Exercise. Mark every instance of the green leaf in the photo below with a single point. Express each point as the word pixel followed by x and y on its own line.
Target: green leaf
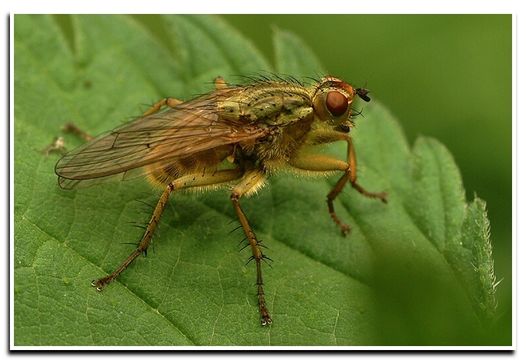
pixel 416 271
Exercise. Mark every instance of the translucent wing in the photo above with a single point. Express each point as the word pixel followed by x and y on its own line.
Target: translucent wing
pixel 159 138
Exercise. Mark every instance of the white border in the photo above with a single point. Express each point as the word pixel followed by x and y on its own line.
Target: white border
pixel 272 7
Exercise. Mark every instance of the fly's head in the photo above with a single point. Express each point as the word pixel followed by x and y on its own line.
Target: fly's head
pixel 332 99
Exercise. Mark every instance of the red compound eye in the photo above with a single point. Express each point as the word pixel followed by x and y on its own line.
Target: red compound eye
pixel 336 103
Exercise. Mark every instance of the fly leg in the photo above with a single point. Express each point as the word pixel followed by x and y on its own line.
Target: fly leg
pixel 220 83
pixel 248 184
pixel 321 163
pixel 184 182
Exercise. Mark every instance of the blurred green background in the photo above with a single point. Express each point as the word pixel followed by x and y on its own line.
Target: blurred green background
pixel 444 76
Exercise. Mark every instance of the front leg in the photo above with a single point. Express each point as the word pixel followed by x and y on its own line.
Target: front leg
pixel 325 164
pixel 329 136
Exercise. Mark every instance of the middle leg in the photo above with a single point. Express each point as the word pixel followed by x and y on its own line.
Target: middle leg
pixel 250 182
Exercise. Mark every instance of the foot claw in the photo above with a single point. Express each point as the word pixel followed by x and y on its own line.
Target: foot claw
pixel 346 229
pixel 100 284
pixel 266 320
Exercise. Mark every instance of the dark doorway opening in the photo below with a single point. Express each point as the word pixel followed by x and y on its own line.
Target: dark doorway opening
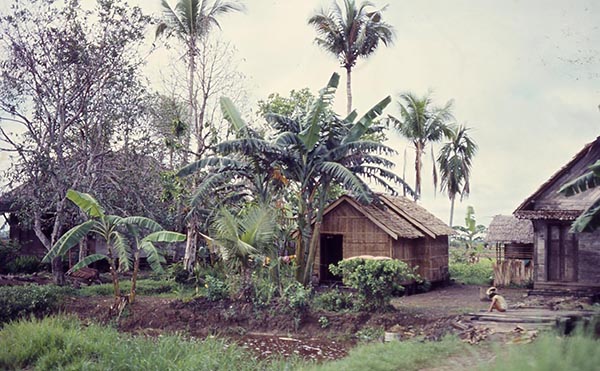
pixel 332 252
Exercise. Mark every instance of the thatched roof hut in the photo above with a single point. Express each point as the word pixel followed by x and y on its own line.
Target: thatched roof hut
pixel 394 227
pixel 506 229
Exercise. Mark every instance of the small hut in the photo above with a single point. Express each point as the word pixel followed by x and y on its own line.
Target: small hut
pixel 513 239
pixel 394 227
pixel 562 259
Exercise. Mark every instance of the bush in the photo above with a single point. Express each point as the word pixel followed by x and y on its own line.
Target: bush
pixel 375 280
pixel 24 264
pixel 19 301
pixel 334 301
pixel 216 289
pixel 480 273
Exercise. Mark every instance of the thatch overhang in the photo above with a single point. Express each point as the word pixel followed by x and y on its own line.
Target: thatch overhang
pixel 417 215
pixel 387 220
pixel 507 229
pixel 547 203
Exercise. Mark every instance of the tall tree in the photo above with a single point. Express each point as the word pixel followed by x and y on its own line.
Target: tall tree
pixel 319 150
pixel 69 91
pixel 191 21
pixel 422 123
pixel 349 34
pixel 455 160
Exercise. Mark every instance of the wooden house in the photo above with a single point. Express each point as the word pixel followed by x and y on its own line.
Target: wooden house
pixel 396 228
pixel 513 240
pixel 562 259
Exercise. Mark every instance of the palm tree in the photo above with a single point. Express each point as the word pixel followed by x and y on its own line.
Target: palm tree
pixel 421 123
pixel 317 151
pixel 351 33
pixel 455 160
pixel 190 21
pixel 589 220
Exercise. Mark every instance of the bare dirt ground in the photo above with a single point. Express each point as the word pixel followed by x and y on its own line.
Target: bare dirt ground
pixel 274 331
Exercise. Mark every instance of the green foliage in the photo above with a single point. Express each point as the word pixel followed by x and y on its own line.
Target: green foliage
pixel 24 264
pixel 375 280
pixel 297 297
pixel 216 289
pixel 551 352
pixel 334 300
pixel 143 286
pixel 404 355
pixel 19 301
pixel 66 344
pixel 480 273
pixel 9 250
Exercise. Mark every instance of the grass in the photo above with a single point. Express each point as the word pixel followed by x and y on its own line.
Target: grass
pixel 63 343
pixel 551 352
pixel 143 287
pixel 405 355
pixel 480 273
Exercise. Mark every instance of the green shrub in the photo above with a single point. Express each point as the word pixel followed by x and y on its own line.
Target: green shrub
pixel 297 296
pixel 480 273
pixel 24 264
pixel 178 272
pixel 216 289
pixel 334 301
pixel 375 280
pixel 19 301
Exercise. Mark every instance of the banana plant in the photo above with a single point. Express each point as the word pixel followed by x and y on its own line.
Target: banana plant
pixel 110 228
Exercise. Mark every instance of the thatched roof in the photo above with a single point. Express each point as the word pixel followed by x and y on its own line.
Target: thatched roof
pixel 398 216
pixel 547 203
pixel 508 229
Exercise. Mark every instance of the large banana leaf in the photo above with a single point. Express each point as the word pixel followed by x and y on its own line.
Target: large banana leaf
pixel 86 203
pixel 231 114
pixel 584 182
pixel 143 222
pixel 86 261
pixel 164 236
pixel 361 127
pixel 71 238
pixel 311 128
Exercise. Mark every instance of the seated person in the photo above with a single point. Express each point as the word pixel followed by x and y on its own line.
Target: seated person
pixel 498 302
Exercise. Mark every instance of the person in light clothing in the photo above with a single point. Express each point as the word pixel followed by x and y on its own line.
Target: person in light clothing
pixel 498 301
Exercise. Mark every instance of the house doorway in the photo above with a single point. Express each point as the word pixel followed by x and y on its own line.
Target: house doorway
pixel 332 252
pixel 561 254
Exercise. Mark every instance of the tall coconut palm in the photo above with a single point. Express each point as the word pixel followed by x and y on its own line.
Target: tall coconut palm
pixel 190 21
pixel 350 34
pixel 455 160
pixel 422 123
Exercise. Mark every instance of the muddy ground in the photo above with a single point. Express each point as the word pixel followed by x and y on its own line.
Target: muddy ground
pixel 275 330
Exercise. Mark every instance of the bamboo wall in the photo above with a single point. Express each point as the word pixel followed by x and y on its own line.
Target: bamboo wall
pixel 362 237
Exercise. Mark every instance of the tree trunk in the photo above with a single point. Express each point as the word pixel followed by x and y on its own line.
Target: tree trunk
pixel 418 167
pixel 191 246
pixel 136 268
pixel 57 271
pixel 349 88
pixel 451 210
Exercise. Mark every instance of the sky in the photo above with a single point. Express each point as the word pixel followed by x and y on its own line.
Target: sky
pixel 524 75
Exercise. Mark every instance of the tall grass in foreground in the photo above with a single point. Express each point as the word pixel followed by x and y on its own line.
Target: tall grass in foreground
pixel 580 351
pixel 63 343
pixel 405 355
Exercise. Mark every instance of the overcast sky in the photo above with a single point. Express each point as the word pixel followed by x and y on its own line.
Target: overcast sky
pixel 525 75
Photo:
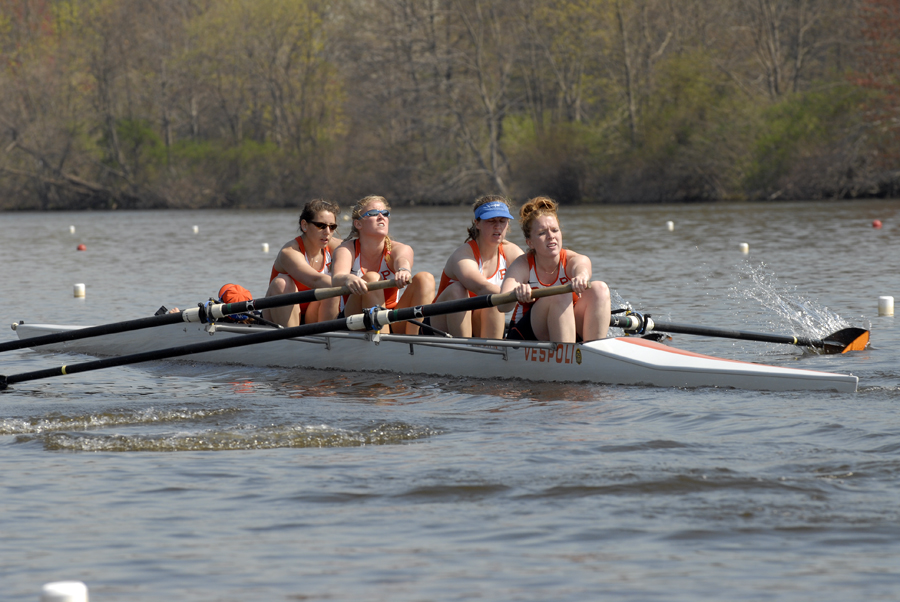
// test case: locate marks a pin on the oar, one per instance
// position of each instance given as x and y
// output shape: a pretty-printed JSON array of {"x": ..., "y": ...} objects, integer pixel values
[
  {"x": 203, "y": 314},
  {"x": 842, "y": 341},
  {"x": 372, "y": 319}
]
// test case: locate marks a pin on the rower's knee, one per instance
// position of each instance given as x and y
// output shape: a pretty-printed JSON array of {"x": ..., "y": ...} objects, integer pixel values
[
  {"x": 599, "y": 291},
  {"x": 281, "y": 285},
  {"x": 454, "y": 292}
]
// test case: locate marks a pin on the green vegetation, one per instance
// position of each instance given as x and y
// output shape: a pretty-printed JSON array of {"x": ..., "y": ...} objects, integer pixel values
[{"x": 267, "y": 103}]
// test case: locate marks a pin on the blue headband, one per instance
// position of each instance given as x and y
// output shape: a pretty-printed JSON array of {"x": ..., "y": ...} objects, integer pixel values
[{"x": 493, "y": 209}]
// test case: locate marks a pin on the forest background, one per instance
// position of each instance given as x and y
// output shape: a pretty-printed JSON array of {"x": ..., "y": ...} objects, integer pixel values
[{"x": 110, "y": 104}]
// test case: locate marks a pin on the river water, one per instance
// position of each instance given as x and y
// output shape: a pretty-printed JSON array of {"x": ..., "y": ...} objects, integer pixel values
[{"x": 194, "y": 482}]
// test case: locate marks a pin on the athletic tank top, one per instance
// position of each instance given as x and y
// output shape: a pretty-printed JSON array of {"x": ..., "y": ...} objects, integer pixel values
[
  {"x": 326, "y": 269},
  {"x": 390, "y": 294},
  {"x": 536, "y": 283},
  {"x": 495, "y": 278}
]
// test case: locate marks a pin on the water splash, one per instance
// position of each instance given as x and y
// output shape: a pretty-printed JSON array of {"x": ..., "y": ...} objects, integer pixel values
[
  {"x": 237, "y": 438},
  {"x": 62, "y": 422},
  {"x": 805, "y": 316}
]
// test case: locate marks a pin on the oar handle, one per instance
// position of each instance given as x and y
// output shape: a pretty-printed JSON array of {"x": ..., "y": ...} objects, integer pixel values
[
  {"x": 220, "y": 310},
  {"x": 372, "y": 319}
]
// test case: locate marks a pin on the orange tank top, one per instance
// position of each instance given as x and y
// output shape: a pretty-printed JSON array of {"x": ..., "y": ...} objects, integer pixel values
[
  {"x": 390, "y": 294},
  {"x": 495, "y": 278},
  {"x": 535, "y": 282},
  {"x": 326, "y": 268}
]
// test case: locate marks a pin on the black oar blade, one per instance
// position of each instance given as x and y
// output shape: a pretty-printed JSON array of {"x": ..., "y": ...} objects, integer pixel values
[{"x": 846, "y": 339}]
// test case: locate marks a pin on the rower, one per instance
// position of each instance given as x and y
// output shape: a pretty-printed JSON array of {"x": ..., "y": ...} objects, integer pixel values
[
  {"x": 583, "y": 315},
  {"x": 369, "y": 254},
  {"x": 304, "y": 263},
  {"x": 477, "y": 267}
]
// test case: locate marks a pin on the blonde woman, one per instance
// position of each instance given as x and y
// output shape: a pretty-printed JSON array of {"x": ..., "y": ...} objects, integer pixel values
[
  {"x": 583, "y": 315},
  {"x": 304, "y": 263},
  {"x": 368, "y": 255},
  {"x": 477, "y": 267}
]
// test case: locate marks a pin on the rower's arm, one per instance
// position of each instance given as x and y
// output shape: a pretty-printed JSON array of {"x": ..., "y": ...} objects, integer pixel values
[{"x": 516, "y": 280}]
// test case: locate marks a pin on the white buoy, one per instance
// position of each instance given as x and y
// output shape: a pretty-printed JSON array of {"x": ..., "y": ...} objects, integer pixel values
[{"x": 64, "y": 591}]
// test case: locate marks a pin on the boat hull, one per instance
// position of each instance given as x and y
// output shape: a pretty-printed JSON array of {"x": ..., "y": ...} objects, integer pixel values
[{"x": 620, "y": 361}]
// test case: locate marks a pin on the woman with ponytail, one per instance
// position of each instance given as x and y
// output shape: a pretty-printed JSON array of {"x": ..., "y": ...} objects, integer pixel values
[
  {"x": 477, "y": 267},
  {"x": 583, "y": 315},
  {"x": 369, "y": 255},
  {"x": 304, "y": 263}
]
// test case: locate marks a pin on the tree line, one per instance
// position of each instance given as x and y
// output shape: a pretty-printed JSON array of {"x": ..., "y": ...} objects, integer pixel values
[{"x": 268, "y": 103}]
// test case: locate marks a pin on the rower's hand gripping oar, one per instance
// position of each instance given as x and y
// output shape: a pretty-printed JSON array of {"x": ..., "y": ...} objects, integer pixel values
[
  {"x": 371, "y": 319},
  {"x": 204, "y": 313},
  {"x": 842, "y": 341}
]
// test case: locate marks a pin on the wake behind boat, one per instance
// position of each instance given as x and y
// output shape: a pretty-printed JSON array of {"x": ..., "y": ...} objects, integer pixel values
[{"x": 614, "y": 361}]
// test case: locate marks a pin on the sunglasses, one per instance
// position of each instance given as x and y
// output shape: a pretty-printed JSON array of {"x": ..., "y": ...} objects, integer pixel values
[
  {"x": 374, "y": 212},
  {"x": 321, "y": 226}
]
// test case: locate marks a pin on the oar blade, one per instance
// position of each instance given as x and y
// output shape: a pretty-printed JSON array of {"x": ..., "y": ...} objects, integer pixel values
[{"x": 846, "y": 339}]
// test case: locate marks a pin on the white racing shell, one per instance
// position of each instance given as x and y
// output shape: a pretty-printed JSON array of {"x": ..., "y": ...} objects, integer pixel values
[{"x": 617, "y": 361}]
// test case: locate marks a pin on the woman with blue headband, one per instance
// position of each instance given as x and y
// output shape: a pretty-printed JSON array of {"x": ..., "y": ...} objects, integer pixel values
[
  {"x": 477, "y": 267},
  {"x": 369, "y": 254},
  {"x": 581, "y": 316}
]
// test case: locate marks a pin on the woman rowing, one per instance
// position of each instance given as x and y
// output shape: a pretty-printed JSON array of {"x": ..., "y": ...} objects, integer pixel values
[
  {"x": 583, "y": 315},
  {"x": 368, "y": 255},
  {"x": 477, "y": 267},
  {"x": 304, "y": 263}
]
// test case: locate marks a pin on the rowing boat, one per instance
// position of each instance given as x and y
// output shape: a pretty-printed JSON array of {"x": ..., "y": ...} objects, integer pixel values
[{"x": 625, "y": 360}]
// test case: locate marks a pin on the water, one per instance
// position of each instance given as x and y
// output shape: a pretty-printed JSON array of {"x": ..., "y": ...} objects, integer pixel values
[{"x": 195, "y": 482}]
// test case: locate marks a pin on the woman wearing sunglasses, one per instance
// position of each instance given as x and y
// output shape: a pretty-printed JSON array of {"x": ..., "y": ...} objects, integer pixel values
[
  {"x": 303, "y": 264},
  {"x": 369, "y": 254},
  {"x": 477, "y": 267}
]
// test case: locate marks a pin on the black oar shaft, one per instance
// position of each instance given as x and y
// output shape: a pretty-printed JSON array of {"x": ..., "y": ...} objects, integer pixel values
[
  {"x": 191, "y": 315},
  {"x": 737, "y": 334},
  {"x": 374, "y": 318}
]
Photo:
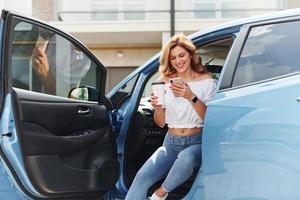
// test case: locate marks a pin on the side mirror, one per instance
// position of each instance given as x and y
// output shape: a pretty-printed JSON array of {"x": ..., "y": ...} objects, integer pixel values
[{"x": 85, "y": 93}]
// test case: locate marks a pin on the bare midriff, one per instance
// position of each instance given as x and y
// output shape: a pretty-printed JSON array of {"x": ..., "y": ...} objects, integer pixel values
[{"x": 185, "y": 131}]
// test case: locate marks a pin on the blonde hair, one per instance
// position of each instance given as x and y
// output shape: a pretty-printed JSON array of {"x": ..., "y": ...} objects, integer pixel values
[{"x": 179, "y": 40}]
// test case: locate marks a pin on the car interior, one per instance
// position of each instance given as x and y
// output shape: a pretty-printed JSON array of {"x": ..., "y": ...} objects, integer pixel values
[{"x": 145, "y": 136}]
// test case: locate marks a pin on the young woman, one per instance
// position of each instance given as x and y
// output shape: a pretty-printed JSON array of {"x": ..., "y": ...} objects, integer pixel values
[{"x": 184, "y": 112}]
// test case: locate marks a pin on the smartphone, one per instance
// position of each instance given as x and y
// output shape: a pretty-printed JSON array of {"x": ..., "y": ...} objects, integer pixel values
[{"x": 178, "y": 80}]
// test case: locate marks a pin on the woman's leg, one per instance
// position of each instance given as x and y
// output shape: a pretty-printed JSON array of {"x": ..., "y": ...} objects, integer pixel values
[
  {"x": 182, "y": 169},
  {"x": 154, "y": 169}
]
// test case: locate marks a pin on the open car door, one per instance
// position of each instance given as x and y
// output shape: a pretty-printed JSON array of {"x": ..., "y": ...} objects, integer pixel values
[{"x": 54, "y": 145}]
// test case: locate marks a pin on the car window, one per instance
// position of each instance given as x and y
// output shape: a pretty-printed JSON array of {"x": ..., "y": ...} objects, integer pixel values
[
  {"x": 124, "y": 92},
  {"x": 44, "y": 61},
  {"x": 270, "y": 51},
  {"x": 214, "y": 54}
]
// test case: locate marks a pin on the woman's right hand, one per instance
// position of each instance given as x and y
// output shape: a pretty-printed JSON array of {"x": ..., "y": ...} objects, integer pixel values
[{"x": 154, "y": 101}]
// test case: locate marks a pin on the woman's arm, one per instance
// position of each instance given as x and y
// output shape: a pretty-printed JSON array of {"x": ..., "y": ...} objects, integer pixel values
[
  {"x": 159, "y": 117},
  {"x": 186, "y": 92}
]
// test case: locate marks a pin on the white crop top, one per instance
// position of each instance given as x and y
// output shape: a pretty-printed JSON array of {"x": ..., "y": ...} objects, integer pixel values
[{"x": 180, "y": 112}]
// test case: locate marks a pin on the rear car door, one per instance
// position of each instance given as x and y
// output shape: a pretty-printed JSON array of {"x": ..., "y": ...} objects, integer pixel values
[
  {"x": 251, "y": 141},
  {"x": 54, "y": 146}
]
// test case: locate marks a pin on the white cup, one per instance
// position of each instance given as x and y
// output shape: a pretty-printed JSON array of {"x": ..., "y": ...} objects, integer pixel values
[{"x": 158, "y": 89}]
__________
WHAT NEEDS TO BE DONE: Give only a number, namely how many lines in the entries above hold the word "headband".

TASK ANSWER: 2